**Verilen görev a**
Aşağıdaki siyaset yazısında "Kimseye nasihat çekmek haddimize değil ama" diye başlayan paragrafı daha kısa biçimde yeniden yazın, ana bilgileri koruyun.

**Belge metni**
------------------------

1-Murat TAŞKIN (BİZDEN SÖYLEMESİ)
Siyasette bu kural hiç değişmedi...
Kimseye nasihat çekmek haddimize değil ama, siyasetle uğraşan ve hedefinde Aday olmayı şimdiden kafasına koymuş olanlara bazı önerilerimiz olacak.
25 yıla yaklaşan meslek yaşamımızda pek çok seçim gördük, sayısını hatırlamadığımız çoklukta da aday olmak isteyenlerle karşılaştık.
Öncelikle şunu söylemekte yarar var.
Siyasete atılan insanların bazıları, siyasetin Eskişehir'de yapıldığını zanneder.
-"Eskişehir'de güçlü olursam, benim işim olur" diye düşünür.
O yüzden...
Parasını ve zamanını Eskişehir'de harcar kafasına koyduğu hedefe ulaşabilmek için.
Parti delegasyonu ve teşkilat yönetimlerine sahip olmakla aday olduğu koltuğa ulaşacağını zanneder.

------------------------

Noktalama ve etiketleme kayıtları

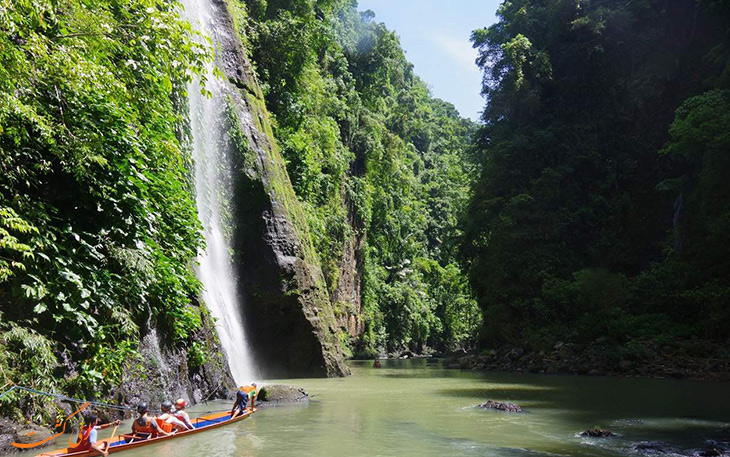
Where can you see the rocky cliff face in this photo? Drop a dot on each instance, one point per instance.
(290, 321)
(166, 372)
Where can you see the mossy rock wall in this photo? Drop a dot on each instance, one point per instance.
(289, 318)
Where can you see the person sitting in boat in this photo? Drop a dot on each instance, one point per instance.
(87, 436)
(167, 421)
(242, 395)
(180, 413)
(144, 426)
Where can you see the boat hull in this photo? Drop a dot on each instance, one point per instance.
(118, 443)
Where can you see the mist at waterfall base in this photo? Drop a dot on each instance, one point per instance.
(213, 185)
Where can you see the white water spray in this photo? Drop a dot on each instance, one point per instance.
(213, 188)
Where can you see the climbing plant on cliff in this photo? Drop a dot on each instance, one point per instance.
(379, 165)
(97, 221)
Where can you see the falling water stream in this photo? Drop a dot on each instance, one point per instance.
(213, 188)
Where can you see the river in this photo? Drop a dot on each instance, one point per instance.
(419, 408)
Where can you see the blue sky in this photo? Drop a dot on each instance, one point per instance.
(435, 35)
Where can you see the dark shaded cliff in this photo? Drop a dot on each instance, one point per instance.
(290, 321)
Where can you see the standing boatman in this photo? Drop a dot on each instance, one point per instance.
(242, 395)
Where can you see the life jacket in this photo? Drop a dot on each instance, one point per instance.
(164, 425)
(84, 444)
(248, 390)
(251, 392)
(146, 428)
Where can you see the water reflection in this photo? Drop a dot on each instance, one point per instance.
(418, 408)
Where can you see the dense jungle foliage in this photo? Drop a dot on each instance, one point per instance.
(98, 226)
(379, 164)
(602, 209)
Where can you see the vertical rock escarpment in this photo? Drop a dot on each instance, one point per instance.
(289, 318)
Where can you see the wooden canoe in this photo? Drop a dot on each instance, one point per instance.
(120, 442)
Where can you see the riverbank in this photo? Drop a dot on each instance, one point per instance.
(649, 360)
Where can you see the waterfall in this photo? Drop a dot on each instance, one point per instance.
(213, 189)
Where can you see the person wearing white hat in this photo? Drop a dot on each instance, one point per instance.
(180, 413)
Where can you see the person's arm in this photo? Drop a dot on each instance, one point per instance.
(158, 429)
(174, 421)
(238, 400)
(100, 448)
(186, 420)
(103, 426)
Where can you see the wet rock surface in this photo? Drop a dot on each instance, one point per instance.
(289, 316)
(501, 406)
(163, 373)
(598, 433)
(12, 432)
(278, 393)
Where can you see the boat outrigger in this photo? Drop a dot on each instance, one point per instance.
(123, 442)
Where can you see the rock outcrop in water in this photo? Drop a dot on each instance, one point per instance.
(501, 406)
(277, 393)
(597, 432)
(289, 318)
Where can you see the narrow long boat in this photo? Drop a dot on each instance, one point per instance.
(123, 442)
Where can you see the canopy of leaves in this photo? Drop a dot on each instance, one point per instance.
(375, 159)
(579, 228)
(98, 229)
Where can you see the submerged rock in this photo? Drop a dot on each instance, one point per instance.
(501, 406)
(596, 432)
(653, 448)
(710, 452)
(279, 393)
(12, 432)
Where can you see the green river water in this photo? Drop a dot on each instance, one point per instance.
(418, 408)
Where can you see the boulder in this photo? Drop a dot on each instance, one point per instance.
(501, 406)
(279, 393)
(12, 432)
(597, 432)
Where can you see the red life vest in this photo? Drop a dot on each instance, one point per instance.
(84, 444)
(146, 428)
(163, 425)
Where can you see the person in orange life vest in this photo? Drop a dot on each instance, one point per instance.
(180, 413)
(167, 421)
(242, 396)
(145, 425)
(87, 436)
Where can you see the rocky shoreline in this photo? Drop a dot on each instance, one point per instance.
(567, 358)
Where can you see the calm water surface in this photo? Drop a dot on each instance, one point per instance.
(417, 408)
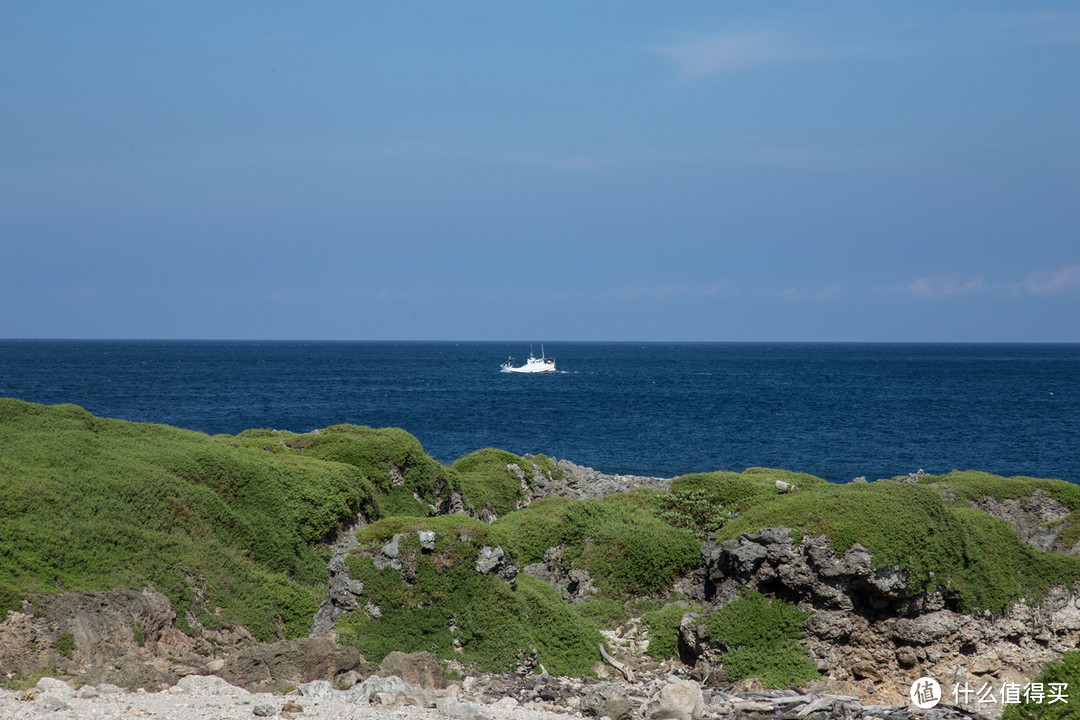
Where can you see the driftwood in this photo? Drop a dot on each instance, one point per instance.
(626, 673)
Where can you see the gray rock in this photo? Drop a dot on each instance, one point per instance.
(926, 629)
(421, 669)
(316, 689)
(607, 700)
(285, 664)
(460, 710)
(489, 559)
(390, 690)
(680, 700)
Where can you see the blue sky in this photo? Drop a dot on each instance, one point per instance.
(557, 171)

------------------------

**Verilen görev b**
Kayıtlarda "Where can you see the submerged" ifadesini içeren satırdan kayıtların sonuna kadar, iki uç da dahil olmak üzere, satırları "Sıra" ve "Satır" sütunlarından oluşan bir Markdown tablosu olarak biçimlendirin. Boş satırları ve resimleri tabloya almayın.

**Doğru sonuç a**
Nasihat vermek haddimiz olmasa da siyasetle uğraşan ve şimdiden aday olmayı hedefleyenlere bazı önerilerimiz olacak.

**Doğru sonuç b**
| Sıra | Satır |
|---|---|
| 1 | Where can you see the submerged rock in this photo? Drop a dot on each instance, one point per instance. |
| 2 | (501, 406) |
| 3 | (596, 432) |
| 4 | (653, 448) |
| 5 | (710, 452) |
| 6 | (279, 393) |
| 7 | (12, 432) |
| 8 | Where can you see the green river water in this photo? Drop a dot on each instance, one point per instance. |
| 9 | (418, 408) |
| 10 | Where can you see the boulder in this photo? Drop a dot on each instance, one point per instance. |
| 11 | (501, 406) |
| 12 | (279, 393) |
| 13 | (12, 432) |
| 14 | (597, 432) |
| 15 | Where can you see the red life vest in this photo? Drop a dot on each instance, one point per instance. |
| 16 | (84, 444) |
| 17 | (146, 428) |
| 18 | (163, 425) |
| 19 | Where can you see the person in orange life vest in this photo? Drop a dot on each instance, one point per instance. |
| 20 | (180, 413) |
| 21 | (167, 421) |
| 22 | (242, 396) |
| 23 | (145, 425) |
| 24 | (87, 436) |
| 25 | Where can you see the rocky shoreline in this photo? Drop a dot on each instance, one point per instance. |
| 26 | (567, 358) |
| 27 | Where can you see the calm water surface in this photo? Drop a dot on each instance, one point per instance. |
| 28 | (417, 408) |
| 29 | Where can you see the driftwood in this photo? Drop a dot on each instance, one point per instance. |
| 30 | (626, 673) |
| 31 | Where can you see the gray rock in this photo? Drop a dot on each instance, one point per instance. |
| 32 | (926, 629) |
| 33 | (421, 669) |
| 34 | (316, 689) |
| 35 | (607, 700) |
| 36 | (285, 664) |
| 37 | (460, 710) |
| 38 | (489, 559) |
| 39 | (390, 690) |
| 40 | (680, 700) |
| 41 | Where can you see the blue sky in this photo? Drop a dot on each instance, one point per instance. |
| 42 | (557, 171) |